--- Directions for this task ---
Restate exactly the lines below, from the one containing "Kindly put a point on every instance of the tile" through the final line, and leave out the pictures.
[BEGIN Listed entries]
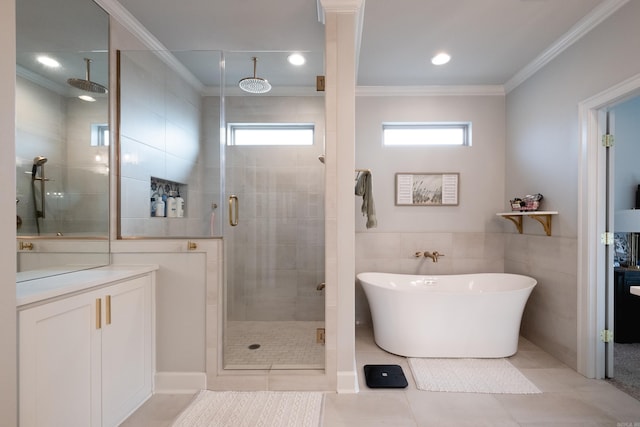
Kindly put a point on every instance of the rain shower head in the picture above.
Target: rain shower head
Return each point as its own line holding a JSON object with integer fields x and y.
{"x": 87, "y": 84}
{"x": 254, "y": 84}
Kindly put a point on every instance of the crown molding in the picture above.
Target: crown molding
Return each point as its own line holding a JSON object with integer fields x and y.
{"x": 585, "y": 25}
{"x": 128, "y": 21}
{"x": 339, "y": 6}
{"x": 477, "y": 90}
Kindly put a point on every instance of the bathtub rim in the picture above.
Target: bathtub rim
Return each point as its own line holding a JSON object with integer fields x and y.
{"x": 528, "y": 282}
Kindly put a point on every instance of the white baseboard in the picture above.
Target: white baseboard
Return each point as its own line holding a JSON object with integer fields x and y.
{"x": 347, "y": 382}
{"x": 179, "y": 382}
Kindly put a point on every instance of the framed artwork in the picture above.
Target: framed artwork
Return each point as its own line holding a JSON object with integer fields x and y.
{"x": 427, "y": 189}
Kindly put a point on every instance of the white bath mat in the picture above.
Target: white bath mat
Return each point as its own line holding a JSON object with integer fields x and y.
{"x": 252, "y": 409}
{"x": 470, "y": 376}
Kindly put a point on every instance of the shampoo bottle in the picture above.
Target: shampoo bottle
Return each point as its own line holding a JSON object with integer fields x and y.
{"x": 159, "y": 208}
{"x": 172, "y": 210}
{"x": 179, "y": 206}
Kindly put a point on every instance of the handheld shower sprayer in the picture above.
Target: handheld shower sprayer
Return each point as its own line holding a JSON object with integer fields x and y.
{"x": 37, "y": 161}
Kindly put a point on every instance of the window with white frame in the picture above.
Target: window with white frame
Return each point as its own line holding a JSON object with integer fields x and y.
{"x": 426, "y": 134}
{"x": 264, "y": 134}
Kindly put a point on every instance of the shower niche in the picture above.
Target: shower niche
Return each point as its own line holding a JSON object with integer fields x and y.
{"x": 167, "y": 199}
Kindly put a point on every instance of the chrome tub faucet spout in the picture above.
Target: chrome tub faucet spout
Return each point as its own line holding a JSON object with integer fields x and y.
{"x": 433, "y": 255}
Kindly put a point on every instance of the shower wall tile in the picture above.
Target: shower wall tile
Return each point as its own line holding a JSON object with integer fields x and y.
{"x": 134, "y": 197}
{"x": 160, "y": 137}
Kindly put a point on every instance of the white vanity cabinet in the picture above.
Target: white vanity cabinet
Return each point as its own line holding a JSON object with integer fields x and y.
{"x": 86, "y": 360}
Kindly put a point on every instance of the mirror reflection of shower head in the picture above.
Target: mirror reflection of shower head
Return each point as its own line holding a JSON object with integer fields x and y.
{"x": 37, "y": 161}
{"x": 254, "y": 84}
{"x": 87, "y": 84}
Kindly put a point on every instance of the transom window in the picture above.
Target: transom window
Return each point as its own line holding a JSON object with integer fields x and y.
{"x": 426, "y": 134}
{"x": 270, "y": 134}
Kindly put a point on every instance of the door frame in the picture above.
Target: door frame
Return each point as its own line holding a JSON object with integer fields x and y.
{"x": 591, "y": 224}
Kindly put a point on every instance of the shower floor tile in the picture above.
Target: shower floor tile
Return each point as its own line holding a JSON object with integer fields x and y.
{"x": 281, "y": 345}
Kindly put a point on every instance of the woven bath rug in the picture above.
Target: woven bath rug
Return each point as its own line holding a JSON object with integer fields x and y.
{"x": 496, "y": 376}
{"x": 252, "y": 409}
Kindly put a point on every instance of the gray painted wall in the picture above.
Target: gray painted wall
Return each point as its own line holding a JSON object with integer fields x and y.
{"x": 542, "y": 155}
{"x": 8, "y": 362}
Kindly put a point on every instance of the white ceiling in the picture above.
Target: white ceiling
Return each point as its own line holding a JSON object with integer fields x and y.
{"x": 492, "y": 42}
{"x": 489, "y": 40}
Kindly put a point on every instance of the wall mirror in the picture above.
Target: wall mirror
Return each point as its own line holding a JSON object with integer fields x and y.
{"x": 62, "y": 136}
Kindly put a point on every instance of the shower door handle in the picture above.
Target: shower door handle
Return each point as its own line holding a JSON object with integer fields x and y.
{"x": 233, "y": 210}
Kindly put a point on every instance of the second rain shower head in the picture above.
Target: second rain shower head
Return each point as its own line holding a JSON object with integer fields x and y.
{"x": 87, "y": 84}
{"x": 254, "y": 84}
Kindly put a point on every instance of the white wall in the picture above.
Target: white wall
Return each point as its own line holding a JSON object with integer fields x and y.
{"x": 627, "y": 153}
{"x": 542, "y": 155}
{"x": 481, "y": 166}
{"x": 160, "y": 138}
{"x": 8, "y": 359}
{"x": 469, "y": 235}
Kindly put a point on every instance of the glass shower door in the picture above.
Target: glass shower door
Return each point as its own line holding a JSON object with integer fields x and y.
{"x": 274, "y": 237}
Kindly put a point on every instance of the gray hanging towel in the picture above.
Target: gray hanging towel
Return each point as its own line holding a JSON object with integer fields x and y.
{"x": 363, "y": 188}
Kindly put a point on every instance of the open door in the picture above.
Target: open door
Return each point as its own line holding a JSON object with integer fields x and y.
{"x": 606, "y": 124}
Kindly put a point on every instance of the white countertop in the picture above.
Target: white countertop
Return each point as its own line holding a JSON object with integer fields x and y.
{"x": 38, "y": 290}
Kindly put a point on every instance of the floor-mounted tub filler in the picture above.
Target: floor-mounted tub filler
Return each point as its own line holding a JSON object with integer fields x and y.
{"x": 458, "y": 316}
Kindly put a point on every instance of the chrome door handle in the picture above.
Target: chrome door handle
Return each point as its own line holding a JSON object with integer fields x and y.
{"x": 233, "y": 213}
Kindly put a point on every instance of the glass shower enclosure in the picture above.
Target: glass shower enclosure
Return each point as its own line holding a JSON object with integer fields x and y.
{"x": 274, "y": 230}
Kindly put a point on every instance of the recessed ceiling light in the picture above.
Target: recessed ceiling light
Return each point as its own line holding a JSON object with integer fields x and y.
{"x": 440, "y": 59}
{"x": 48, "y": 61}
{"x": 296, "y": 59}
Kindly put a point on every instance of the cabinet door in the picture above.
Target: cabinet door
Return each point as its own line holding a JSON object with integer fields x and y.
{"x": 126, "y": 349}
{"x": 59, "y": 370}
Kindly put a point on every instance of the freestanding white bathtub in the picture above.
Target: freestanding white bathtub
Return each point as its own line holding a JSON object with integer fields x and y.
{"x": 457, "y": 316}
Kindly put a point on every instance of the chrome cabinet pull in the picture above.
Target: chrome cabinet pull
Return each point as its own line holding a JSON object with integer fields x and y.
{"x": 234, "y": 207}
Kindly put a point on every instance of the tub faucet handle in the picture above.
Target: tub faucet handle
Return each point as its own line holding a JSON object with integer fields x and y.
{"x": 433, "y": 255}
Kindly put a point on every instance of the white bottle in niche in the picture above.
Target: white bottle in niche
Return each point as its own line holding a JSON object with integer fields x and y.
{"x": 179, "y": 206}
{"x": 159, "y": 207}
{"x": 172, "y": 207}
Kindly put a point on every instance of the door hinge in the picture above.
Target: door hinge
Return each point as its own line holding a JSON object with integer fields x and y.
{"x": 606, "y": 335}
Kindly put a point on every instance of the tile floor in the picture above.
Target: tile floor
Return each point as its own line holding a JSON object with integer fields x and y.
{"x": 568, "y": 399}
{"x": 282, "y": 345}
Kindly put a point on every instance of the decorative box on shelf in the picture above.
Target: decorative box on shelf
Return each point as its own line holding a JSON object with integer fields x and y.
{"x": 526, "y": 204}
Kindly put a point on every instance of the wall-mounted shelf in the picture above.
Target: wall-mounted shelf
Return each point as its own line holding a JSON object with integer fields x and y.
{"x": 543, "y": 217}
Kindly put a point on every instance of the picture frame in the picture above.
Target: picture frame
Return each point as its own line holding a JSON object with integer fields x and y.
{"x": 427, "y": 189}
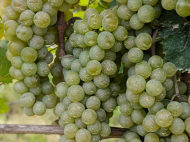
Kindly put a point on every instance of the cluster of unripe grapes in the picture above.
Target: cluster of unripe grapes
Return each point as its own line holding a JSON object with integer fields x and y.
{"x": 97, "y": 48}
[END Listed entries]
--- Final answer ---
Kindly put a point on every instance of the tile floor in the picture above.
Target: tile floor
Return each point as its own line holding a JSON object with integer fields x and y.
{"x": 568, "y": 399}
{"x": 282, "y": 345}
Kindly put a point on every instance of the decorative box on shelf in the picture above.
Target: decorative box on shelf
Return each point as its own line holding a JSON object with integer fields x and y.
{"x": 526, "y": 204}
Kindly put a point on every instance of the wall-mounted shelf in the picture above.
Target: wall-mounted shelf
Return each point as its own line holding a JSON object with integer fields x and y.
{"x": 543, "y": 217}
Kindly put a point on every instance of the picture frame in the picture above.
Target: picture frame
Return each point as its own line holding a JSON object with integer fields x and y.
{"x": 427, "y": 189}
Kindly put a point on every instance of the cluster of unripe grapes in the picture above.
Target: cluster of unripe grapes
Return each point as its own line holding a JSON object with integer fields x and y.
{"x": 97, "y": 48}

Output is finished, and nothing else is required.